§ Try it
Whatever the data contains, copy all of it exactly.

(Data extracted from a collection)
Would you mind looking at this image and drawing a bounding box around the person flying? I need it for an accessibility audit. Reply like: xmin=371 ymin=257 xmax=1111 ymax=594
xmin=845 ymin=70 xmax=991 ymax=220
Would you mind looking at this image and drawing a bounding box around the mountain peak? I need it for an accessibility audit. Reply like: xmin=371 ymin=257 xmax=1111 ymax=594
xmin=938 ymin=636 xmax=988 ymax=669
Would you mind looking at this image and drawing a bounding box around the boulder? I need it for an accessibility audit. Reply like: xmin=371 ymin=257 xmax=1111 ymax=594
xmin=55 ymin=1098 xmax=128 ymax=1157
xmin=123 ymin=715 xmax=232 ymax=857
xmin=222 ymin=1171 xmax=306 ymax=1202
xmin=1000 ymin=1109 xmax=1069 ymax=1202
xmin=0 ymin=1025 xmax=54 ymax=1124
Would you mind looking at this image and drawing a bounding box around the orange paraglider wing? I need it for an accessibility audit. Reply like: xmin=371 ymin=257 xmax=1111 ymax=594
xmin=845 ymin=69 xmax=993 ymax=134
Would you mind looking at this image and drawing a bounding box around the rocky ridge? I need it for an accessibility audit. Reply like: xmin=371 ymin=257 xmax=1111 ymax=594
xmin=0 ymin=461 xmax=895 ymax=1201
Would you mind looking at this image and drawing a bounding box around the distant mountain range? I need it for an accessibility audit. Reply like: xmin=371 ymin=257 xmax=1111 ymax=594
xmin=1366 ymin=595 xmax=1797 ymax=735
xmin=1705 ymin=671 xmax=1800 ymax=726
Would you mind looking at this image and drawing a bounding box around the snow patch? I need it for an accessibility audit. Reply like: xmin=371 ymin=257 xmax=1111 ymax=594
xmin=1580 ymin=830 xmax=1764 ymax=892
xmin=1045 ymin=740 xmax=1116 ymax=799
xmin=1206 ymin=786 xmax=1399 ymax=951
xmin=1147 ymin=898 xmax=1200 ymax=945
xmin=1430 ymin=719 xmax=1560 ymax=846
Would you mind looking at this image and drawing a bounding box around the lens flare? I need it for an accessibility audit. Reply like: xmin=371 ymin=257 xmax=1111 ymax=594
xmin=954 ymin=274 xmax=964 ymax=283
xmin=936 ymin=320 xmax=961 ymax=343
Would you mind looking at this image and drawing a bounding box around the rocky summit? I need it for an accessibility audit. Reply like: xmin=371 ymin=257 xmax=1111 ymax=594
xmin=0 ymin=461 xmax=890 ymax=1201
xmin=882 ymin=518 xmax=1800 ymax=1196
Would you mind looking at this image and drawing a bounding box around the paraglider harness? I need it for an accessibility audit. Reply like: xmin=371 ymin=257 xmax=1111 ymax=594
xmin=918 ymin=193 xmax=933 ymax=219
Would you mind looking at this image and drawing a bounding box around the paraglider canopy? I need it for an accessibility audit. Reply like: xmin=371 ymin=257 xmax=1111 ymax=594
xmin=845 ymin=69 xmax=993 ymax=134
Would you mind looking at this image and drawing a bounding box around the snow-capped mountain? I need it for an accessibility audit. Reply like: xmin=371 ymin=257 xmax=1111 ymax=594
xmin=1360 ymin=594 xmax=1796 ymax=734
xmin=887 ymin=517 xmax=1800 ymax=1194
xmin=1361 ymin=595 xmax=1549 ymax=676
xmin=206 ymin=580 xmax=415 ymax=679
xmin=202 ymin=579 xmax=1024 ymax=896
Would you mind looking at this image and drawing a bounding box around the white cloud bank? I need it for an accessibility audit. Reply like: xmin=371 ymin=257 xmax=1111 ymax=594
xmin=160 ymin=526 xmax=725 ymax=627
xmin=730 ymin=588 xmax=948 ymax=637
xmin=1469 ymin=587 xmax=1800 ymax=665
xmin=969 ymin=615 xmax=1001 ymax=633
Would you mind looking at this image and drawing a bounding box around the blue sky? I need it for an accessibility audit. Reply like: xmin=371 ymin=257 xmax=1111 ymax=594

§ Solved problem
Would you mind looking at this image and drawing a bounding box around the person flying? I need it for an accessibility audit. Reply like: xmin=371 ymin=257 xmax=1111 ymax=594
xmin=845 ymin=70 xmax=991 ymax=220
Would you mind looking at this image and drawing a bounding box around the mountain peak? I need it for an accessibility audit. Reply like: xmin=371 ymin=257 xmax=1111 ymax=594
xmin=938 ymin=636 xmax=988 ymax=669
Would you mind looking at this image and drawing a bounding box around the boulder? I need it for an accessibility audit. Reply like: xmin=371 ymin=257 xmax=1111 ymax=594
xmin=55 ymin=1098 xmax=128 ymax=1157
xmin=123 ymin=715 xmax=232 ymax=857
xmin=222 ymin=1171 xmax=306 ymax=1202
xmin=1000 ymin=1109 xmax=1069 ymax=1202
xmin=0 ymin=1025 xmax=54 ymax=1124
Would you mind looking at this image and drawing a bounding box around the orange paraglider wing? I need it for an accessibility audit. Reply like: xmin=371 ymin=257 xmax=1111 ymax=594
xmin=845 ymin=69 xmax=993 ymax=134
Would you mind looking at this image and drawing a bounding box around the rocky ridge? I need it for an accessibility audit. Reply like: xmin=371 ymin=257 xmax=1111 ymax=594
xmin=0 ymin=461 xmax=895 ymax=1201
Would you mind looking at this image and drawing a bounding box around the distant mountain range? I need it for an accessibility audit. Reply like: xmin=371 ymin=257 xmax=1111 ymax=594
xmin=1366 ymin=595 xmax=1797 ymax=735
xmin=1705 ymin=671 xmax=1800 ymax=726
Would you mind looking at this image and drawing a bounding box around the snow patch? I need it for an accessibility audit. Reply like: xmin=371 ymin=257 xmax=1111 ymax=594
xmin=1580 ymin=830 xmax=1764 ymax=892
xmin=1045 ymin=740 xmax=1116 ymax=799
xmin=1206 ymin=786 xmax=1399 ymax=951
xmin=1147 ymin=898 xmax=1200 ymax=945
xmin=1430 ymin=719 xmax=1560 ymax=846
Would you mind looking at this image and drawing a bounding box around the lens flare? I need it for an accessibility audit. Reply like: xmin=371 ymin=257 xmax=1111 ymax=594
xmin=954 ymin=274 xmax=964 ymax=283
xmin=936 ymin=320 xmax=961 ymax=343
Would you mind looking at this image and drawing a bounding box around the rocky summit? I need it for an accessibility audit. Reply like: xmin=371 ymin=257 xmax=1111 ymax=594
xmin=0 ymin=461 xmax=890 ymax=1201
xmin=882 ymin=518 xmax=1800 ymax=1196
Would you mind looking at this image and drawing a bounding box around the paraglider harness? I need it for an accessibility audit. Reply like: xmin=371 ymin=257 xmax=1111 ymax=594
xmin=918 ymin=193 xmax=933 ymax=219
Would you mind looking at this image and drawing a bounding box around the paraglider canopy? I need it for an accessibility audit. Reply like: xmin=371 ymin=257 xmax=1111 ymax=594
xmin=845 ymin=69 xmax=993 ymax=134
Would you mind looking at this image and drawing a bounding box around the snow-capped mountain? I need it for an accessibility audit. Reply like: xmin=371 ymin=257 xmax=1111 ymax=594
xmin=1360 ymin=594 xmax=1796 ymax=734
xmin=887 ymin=517 xmax=1800 ymax=1194
xmin=1361 ymin=595 xmax=1549 ymax=676
xmin=206 ymin=580 xmax=415 ymax=679
xmin=202 ymin=579 xmax=1024 ymax=896
Would you mind looking at this image and drawing a bounding box around the white cloud bank? I need it for an accessibility audit. Reply like: xmin=371 ymin=257 xmax=1111 ymax=594
xmin=160 ymin=526 xmax=725 ymax=627
xmin=730 ymin=588 xmax=948 ymax=637
xmin=1469 ymin=587 xmax=1800 ymax=665
xmin=969 ymin=615 xmax=1001 ymax=633
Would you mind looking at this image and drawing a bounding box around the blue sky? I need it for an accessibility audit. Reply like: xmin=371 ymin=257 xmax=1111 ymax=594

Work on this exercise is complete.